→ Data lines:
════════════════════

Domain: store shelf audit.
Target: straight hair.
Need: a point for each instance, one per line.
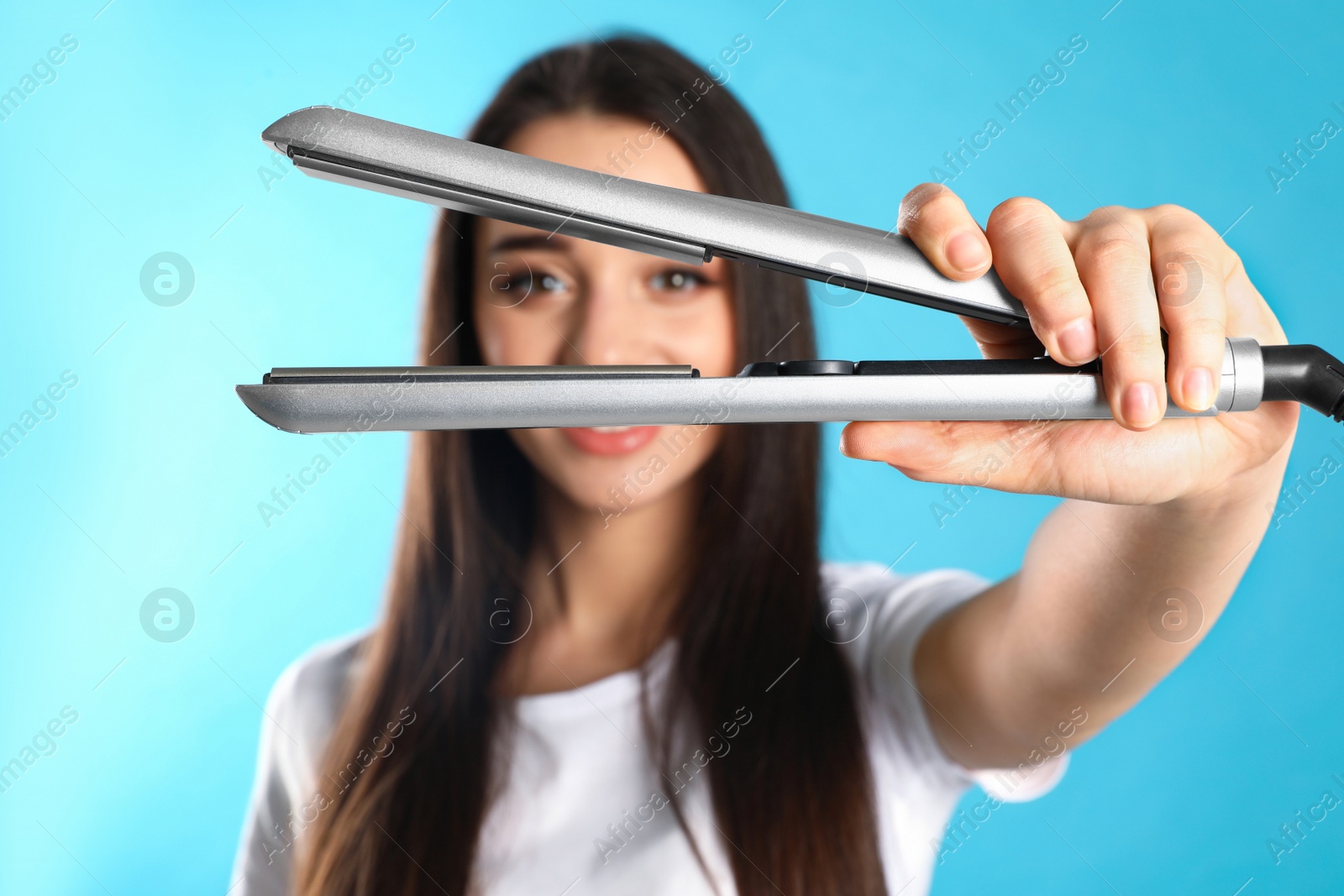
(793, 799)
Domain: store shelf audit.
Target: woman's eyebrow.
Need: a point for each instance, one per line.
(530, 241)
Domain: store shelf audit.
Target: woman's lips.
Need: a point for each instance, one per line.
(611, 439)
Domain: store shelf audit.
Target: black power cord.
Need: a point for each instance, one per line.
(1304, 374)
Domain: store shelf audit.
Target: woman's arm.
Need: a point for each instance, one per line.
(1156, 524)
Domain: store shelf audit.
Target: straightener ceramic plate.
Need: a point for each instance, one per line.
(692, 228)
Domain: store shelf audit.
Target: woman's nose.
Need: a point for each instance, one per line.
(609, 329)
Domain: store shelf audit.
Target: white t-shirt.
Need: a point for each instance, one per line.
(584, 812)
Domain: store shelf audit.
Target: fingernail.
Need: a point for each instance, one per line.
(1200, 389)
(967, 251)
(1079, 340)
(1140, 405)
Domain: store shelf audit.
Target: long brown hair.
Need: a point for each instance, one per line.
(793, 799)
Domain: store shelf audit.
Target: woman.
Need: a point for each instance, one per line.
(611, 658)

════════════════════

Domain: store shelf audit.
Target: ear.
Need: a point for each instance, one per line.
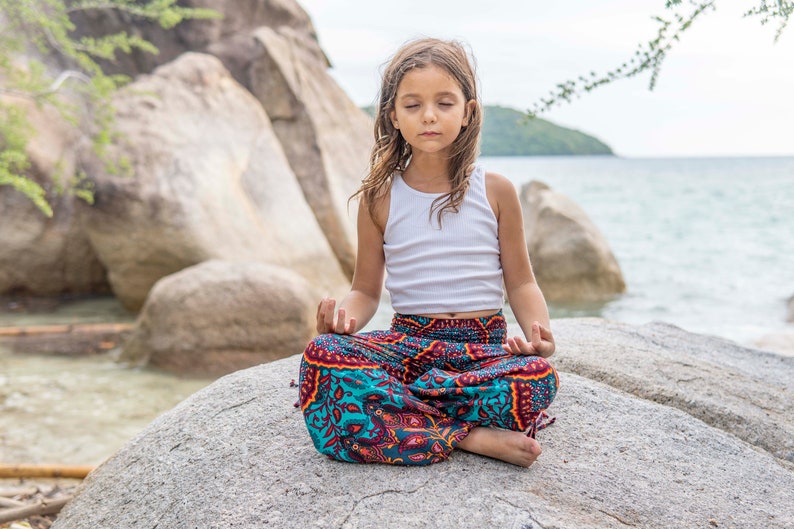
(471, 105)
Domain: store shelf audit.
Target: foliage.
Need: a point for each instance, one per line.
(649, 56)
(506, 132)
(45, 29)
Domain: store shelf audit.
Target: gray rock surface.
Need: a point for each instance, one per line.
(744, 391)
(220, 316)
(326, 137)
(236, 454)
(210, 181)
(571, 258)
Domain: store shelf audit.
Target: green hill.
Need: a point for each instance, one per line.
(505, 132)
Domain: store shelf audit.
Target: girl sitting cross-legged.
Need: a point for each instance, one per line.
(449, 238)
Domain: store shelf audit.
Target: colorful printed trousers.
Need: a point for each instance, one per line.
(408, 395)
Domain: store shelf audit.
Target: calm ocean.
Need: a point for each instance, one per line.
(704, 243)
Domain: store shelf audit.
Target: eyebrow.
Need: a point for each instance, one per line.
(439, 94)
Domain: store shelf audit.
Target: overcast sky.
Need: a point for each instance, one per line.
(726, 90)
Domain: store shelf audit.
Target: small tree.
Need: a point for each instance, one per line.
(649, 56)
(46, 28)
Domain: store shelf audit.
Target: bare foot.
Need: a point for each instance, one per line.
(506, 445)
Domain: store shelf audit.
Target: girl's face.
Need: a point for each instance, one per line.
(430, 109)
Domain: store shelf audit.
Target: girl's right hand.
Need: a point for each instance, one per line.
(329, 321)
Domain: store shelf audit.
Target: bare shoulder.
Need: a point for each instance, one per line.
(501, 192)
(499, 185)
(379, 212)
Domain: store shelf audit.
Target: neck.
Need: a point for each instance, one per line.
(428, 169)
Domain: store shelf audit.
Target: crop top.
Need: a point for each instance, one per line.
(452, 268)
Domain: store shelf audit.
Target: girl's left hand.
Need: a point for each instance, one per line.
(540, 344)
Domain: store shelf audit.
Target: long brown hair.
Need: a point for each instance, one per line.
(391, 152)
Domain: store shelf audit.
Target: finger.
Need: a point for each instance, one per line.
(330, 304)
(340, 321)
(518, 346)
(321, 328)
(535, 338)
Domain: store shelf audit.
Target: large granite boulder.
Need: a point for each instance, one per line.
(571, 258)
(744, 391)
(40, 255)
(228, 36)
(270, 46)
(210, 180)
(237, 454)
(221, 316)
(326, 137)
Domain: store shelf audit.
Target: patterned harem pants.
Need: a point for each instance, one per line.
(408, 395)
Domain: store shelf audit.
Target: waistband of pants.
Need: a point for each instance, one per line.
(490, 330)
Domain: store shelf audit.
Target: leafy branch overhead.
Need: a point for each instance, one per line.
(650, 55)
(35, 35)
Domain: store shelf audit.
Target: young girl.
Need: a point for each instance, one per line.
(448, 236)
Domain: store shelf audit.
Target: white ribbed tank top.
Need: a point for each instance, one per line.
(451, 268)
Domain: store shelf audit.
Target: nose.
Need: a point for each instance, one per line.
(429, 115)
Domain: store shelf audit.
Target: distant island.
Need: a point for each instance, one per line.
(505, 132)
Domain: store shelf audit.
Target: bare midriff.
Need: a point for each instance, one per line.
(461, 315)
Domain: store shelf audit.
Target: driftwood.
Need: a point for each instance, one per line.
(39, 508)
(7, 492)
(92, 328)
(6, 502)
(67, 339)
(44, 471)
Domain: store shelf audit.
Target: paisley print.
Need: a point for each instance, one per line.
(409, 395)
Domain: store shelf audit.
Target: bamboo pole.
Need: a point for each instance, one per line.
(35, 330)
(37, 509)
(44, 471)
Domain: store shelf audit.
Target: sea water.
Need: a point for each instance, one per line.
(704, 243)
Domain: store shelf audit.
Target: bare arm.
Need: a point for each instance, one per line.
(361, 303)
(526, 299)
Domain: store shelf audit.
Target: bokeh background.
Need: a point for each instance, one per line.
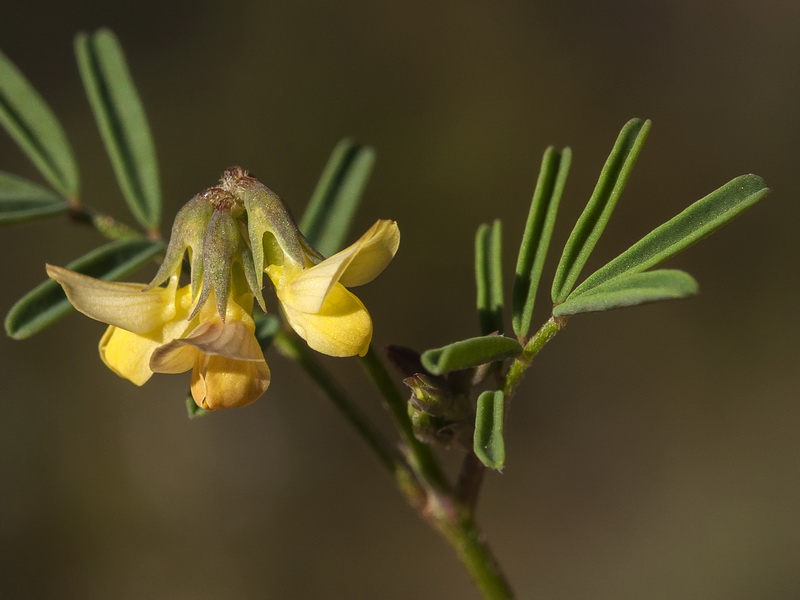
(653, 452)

════════════════════

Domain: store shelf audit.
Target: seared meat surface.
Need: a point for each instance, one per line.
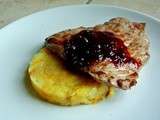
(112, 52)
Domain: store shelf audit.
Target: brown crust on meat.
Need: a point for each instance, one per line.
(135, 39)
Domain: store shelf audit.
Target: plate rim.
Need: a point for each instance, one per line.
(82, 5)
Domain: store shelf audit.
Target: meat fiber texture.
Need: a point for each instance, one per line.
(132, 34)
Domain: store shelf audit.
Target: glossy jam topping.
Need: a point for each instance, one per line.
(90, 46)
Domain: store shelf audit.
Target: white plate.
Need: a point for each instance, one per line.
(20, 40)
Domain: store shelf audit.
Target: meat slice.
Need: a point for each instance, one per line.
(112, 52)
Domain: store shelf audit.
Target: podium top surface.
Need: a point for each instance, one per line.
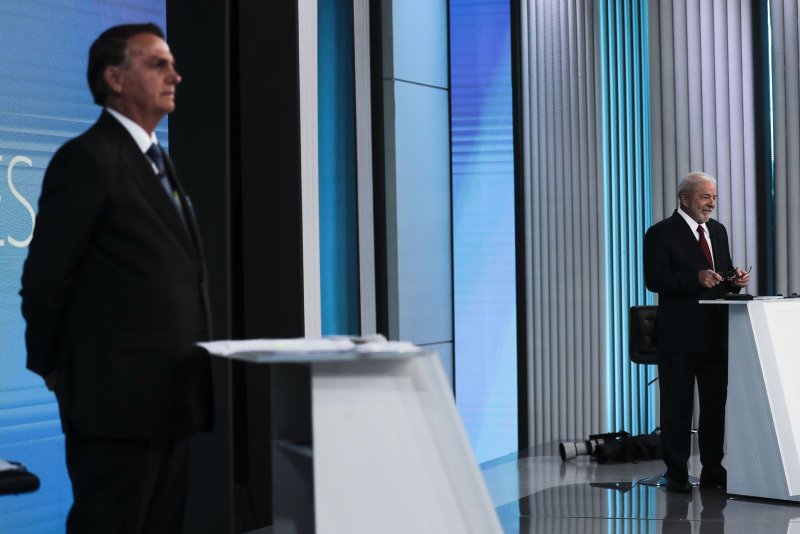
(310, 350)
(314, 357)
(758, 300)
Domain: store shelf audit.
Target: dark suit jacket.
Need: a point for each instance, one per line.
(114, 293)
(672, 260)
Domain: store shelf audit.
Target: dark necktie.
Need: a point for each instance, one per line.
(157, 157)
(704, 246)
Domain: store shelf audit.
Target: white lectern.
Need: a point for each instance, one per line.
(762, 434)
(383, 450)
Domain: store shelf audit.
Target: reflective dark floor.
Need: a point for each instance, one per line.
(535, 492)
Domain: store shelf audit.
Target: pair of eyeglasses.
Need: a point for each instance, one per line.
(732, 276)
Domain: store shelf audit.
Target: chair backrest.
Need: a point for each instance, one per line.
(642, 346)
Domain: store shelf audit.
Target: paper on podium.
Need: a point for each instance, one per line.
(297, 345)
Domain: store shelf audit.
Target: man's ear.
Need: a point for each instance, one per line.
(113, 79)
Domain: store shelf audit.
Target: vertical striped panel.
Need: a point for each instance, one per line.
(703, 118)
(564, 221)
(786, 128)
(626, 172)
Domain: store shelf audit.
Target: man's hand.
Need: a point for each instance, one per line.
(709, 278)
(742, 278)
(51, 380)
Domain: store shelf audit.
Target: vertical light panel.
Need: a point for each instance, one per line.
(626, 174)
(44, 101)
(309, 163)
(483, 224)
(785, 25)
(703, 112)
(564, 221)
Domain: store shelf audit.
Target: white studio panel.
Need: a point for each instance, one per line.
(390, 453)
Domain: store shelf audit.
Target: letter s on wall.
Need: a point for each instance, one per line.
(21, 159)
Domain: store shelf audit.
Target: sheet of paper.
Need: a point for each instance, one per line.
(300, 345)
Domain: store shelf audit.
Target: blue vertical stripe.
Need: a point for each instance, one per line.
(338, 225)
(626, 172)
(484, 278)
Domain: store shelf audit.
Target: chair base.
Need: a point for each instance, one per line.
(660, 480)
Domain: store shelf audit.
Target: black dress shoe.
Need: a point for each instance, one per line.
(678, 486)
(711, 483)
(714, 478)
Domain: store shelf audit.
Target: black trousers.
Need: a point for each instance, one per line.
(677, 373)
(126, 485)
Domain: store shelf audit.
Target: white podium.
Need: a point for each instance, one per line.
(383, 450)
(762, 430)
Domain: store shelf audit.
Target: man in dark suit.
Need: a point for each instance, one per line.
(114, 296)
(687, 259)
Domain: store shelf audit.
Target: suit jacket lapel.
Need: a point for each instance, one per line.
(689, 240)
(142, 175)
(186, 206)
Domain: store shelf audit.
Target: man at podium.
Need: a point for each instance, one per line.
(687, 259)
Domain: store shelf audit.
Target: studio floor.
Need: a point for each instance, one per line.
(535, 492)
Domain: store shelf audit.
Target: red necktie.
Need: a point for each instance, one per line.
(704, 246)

════════════════════

→ Given task:
Collect every line in the records above that contains the string "eyebrow", and copy each of those lines out in full.

→ Answer for the task:
Target: woman's eyebrow.
Target: eyebrow.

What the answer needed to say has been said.